§ Extracted material

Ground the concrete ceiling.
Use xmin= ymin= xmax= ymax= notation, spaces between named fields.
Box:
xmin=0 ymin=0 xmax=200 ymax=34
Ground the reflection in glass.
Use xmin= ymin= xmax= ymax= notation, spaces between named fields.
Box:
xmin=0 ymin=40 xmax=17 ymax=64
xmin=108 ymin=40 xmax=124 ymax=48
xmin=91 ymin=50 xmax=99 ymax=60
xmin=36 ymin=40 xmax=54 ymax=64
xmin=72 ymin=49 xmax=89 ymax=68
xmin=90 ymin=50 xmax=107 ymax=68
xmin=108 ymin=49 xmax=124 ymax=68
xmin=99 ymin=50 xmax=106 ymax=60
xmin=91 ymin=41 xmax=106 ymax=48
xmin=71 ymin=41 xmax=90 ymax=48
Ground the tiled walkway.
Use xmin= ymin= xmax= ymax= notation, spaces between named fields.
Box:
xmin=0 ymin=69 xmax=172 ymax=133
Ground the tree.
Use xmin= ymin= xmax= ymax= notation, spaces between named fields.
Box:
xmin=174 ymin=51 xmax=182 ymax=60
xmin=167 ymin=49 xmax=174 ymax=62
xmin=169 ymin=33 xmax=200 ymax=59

* * *

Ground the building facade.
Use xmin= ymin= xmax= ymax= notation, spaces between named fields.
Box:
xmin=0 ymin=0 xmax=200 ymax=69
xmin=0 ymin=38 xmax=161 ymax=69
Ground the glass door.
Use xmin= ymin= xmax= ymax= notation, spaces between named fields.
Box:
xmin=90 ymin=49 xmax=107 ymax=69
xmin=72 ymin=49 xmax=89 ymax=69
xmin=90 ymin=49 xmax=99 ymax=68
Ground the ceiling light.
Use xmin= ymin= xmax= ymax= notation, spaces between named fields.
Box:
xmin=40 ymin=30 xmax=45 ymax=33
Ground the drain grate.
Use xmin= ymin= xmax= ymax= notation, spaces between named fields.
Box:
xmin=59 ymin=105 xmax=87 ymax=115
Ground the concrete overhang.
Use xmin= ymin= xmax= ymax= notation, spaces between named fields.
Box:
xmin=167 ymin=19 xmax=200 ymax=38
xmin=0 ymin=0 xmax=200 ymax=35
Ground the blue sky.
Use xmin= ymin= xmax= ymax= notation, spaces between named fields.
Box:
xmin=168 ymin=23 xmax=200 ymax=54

§ Your assignment
From the line that has "Ground the reflection in glass." through the line that has "Ground the tree.", copy every line exactly as it appears above, and leave out all others.

§ Response to this task
Ground the reflection in glass.
Use xmin= ymin= xmax= ymax= notation, spaces between named fields.
Box:
xmin=0 ymin=40 xmax=17 ymax=64
xmin=108 ymin=40 xmax=124 ymax=48
xmin=91 ymin=50 xmax=99 ymax=60
xmin=36 ymin=40 xmax=54 ymax=64
xmin=72 ymin=49 xmax=89 ymax=68
xmin=90 ymin=50 xmax=107 ymax=68
xmin=108 ymin=49 xmax=124 ymax=68
xmin=99 ymin=50 xmax=106 ymax=60
xmin=91 ymin=41 xmax=106 ymax=48
xmin=71 ymin=41 xmax=90 ymax=48
Ground the tiled walkway.
Use xmin= ymin= xmax= ymax= notation, spaces between named fields.
Box:
xmin=0 ymin=69 xmax=172 ymax=133
Ground the tree.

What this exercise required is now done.